Given problem: Rewrite the data below, substituting "image" for every occurrence of "photograph" and leaving everything else unchanged. Omit the pictures from your answer.

Data shown:

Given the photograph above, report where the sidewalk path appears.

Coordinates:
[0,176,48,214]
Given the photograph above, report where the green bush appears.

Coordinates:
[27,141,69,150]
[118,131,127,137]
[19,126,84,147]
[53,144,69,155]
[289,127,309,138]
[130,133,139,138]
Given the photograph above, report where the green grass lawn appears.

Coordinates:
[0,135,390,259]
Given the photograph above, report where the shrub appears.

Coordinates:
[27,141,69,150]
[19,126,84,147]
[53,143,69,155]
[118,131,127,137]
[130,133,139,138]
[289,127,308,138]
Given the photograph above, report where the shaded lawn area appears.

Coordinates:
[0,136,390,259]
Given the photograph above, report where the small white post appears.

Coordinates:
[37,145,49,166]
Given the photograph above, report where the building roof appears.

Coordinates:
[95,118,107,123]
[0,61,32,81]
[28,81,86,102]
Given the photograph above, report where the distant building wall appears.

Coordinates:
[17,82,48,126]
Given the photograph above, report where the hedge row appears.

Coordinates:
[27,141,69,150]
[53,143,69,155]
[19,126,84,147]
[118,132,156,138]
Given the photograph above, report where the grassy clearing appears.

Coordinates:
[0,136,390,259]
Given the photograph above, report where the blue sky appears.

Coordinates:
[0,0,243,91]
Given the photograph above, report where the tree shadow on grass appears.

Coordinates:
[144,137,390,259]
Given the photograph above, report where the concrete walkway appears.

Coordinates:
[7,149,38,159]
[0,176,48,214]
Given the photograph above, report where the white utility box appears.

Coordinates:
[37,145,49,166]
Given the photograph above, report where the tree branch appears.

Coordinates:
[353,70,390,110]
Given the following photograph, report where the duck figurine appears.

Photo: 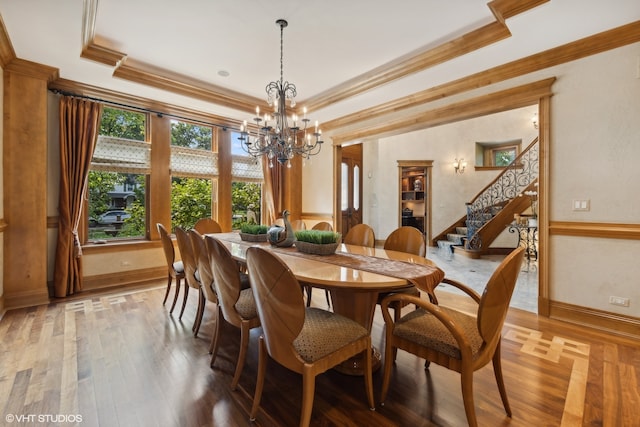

Answer to the exercise:
Given the image above, report where the sidewalk path appears.

Coordinates:
[0,176,48,214]
Given the image above, report where the green bush appears.

Coordinates:
[27,141,69,150]
[118,131,127,137]
[19,126,84,147]
[53,144,69,155]
[289,127,309,138]
[130,133,139,138]
Given the image above, report where the green grass lawn appears.

Coordinates:
[0,135,390,259]
Given the image above, report where the shrub appears.

Coordinates:
[27,141,69,150]
[19,126,84,147]
[53,143,69,155]
[118,131,127,137]
[130,133,139,138]
[289,127,308,138]
Given the image above, report where the shaded lawn area appears.

Coordinates:
[0,136,390,259]
Given the image above, report where the small white post appears.

Coordinates:
[37,145,49,166]
Given the image above, report where the building roof appears.

Coordinates:
[95,118,107,123]
[0,61,32,81]
[28,81,86,102]
Given the image above, report where the distant building wall appears.

Coordinates:
[17,82,48,126]
Given the image above, report where the hedge row appears.

Coordinates:
[27,141,69,150]
[53,143,69,155]
[19,126,84,147]
[118,132,156,138]
Given the image above, report where the grassy clearing appears.

Coordinates:
[0,136,390,259]
Given the image above, report where the blue sky appears.

Coordinates:
[0,0,243,91]
Given the image above, report where the tree shadow on grass appears.

Coordinates:
[144,137,390,259]
Given the image above, report where the concrete walkway appears.

Coordinates:
[7,149,38,159]
[0,176,48,214]
Given the image above, report where the white utility box appears.

Coordinates:
[37,145,49,166]
Given the image above, report where the tree branch appears.

Coordinates:
[353,70,390,110]
Given the following image, report where the duck figurine appears.

Photo: 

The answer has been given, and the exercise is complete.